## TASK STATEMENT
Rewrite all of the data below, replacing each occurrence of "large display screen" with "wall-mounted monitor" and keeping everything else the same. Omit the pictures from your output.

(Location annotation data excerpts)

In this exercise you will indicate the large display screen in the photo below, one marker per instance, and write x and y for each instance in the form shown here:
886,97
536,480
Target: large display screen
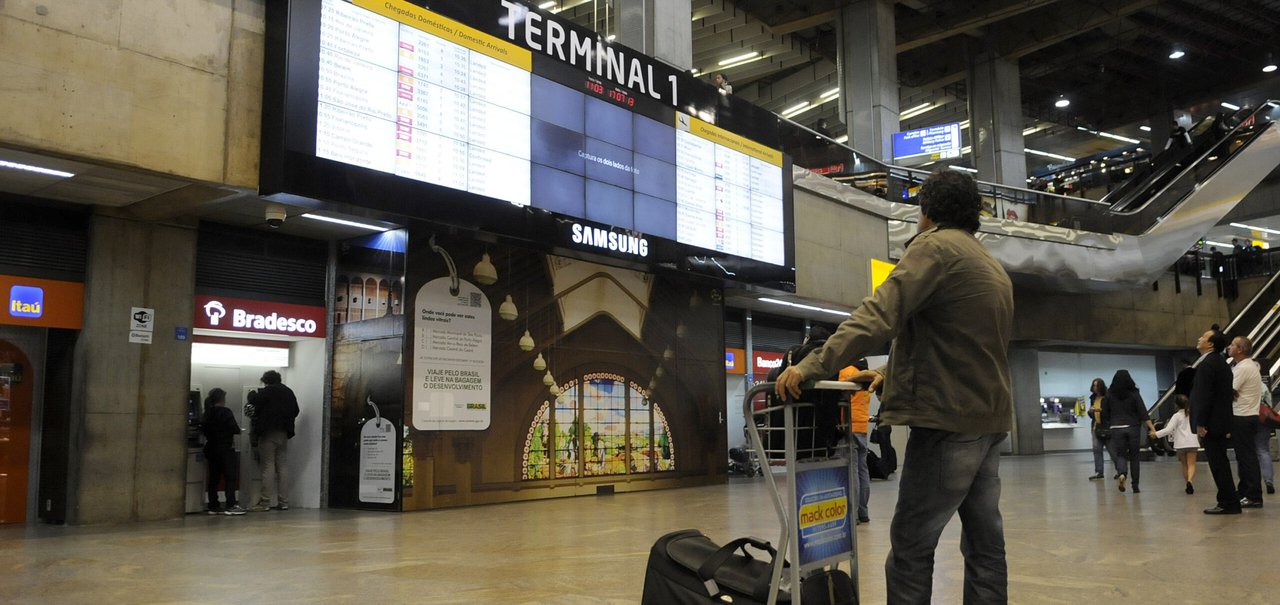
540,122
926,145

## FINISHED EXERCISE
In this exercise you will indicate the wall-mounted monitor in the photo below, one marker per instance, and write x and y for each instance in the form shown here:
886,97
536,480
Target: wall-mounted monitor
540,122
926,145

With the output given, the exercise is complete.